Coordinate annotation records
::::::::

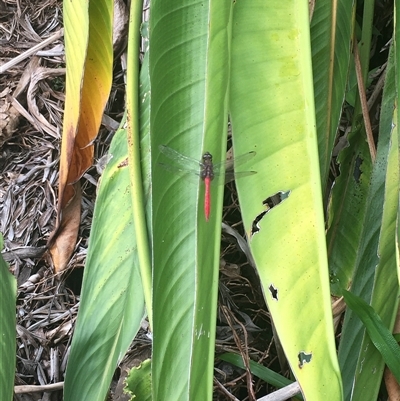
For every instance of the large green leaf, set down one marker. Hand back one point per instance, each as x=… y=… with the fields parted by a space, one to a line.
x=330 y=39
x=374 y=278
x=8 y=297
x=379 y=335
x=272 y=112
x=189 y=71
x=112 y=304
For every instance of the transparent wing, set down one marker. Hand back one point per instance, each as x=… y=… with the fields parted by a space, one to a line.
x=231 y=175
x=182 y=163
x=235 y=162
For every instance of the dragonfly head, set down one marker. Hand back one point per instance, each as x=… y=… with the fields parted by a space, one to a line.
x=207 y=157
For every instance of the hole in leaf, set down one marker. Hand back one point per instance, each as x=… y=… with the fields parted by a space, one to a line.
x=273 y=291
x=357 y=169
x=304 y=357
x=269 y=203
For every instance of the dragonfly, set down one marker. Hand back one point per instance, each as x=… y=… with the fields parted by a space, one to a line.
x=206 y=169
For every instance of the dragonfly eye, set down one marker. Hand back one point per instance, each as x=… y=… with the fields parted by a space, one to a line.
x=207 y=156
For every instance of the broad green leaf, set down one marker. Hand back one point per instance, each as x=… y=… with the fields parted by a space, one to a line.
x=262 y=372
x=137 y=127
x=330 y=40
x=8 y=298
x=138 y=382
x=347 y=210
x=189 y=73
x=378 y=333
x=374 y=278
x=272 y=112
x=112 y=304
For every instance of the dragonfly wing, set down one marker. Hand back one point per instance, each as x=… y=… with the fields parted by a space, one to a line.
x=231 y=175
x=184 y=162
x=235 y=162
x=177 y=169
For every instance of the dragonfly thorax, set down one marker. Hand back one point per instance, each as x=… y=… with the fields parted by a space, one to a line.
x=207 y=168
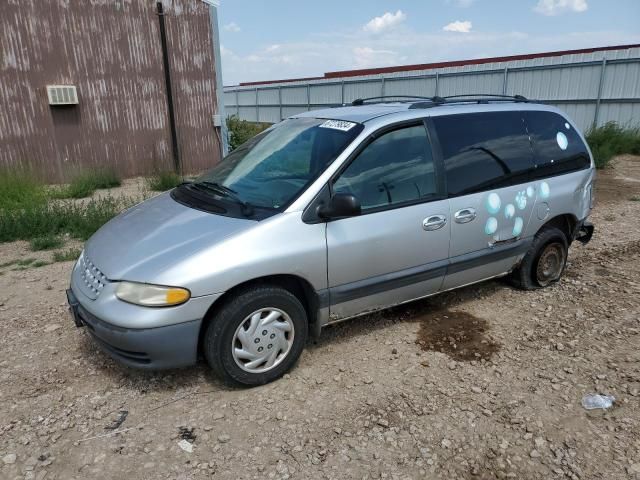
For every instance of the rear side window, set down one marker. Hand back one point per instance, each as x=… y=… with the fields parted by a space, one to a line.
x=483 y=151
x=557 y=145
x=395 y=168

::::::::

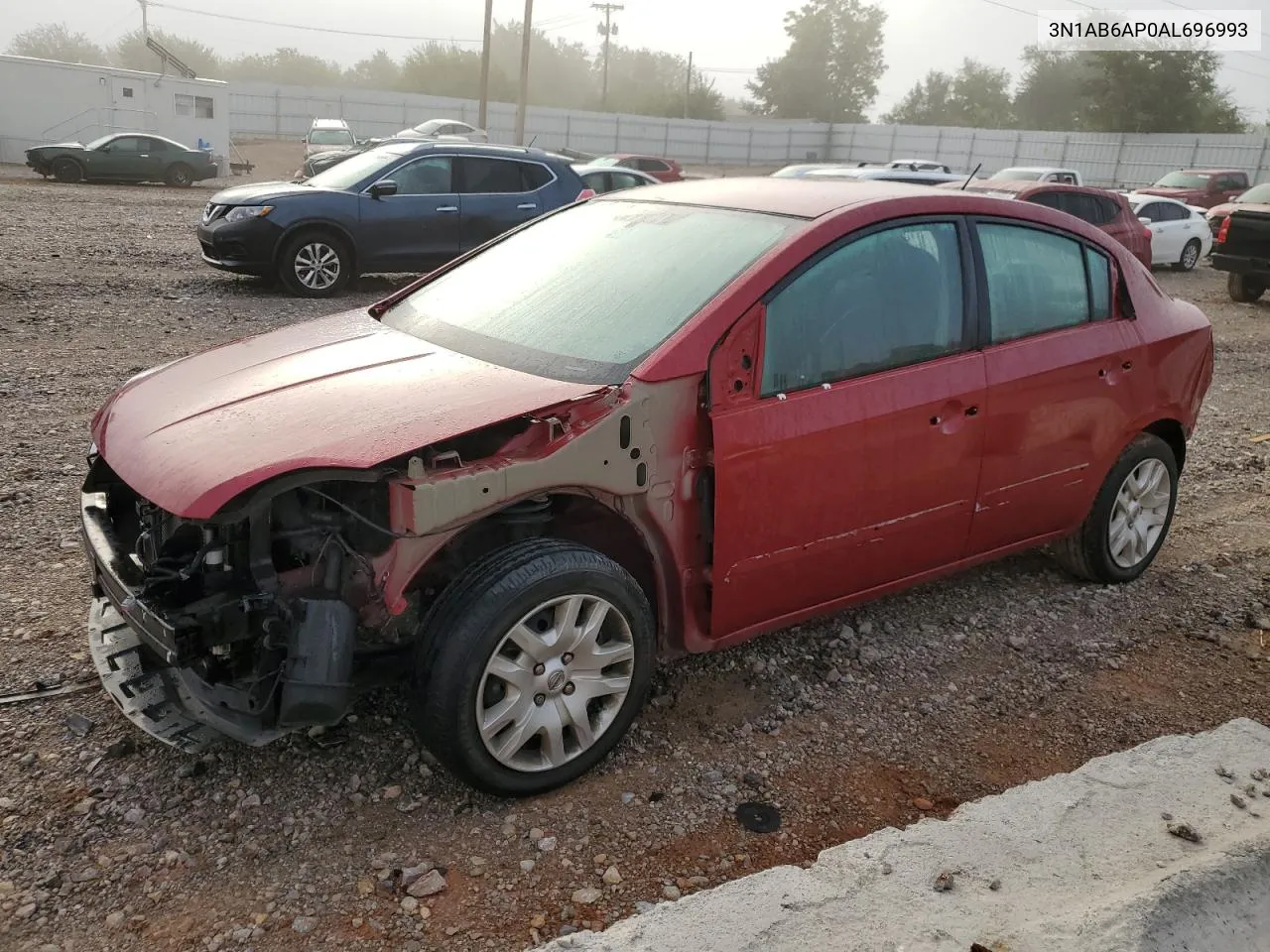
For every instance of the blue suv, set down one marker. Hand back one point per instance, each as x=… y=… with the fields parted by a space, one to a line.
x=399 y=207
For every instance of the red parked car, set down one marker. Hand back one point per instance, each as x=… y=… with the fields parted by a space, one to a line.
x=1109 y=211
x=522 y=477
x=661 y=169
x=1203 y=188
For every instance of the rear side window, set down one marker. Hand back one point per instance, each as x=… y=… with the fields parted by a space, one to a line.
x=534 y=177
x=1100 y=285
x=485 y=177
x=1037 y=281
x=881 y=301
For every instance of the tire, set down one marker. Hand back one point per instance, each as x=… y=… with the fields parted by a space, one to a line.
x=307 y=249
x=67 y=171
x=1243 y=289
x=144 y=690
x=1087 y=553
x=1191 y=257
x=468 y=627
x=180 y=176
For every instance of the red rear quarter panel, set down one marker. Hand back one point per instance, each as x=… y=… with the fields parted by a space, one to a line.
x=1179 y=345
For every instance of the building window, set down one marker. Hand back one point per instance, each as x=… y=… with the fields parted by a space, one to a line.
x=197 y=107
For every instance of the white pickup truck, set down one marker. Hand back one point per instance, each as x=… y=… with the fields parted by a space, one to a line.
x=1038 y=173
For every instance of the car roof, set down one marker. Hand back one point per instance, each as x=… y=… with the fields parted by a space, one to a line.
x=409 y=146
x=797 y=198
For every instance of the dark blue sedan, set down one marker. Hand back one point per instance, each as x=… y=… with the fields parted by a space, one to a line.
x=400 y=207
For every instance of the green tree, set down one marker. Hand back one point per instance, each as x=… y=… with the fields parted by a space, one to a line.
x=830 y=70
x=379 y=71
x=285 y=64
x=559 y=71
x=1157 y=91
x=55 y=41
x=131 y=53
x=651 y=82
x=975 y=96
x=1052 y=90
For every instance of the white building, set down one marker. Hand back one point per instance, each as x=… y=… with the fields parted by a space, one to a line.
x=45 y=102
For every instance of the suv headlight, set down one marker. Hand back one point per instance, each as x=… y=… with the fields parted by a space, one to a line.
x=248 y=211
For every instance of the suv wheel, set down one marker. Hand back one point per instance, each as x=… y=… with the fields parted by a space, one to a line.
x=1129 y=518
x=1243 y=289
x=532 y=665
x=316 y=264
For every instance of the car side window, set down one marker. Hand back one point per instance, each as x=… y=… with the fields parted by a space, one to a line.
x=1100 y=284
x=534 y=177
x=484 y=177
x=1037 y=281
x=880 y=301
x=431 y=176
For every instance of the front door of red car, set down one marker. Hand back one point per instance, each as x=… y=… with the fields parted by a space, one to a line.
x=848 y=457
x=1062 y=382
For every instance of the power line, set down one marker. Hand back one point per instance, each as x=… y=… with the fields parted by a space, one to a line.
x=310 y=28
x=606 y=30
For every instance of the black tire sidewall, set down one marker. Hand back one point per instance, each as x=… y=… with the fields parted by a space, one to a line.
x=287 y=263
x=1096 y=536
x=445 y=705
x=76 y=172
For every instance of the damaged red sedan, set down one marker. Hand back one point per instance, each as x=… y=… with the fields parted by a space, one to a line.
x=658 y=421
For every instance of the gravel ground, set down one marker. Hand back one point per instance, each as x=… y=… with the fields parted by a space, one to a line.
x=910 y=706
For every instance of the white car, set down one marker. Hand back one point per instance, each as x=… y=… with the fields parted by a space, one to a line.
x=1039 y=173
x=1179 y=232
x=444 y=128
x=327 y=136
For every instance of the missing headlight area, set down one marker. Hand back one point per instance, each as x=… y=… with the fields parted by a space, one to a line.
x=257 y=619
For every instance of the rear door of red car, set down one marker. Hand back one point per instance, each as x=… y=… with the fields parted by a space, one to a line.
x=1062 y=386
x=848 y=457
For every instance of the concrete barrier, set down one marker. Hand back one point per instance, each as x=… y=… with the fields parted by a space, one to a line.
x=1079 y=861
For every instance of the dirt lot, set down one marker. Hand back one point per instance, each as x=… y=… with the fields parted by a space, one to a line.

::::::::

### The problem
Lay out the entry lines above as a JSON list of strings, one string per line with blank lines omitted, starting at the line that contains "For every instance of the tire, set" and ending at the line that contains "x=197 y=107".

### Exercise answer
[
  "For every instance of the tire, set down one marker. Hand back one point per instance, each as x=… y=… with the fields parted by a space, one to a line.",
  "x=307 y=249",
  "x=67 y=171",
  "x=1243 y=289",
  "x=144 y=690",
  "x=1087 y=553",
  "x=1191 y=257",
  "x=468 y=627",
  "x=180 y=176",
  "For every instance of the red rear quarter panel, set down one marker. Hand back one point per instance, each as x=… y=… with the fields parted by a space, one to a line.",
  "x=1179 y=345",
  "For every instance of the building window, set down one marker. Hand back one point per instance, each as x=… y=… with the fields parted by a space, one to a line.",
  "x=197 y=107"
]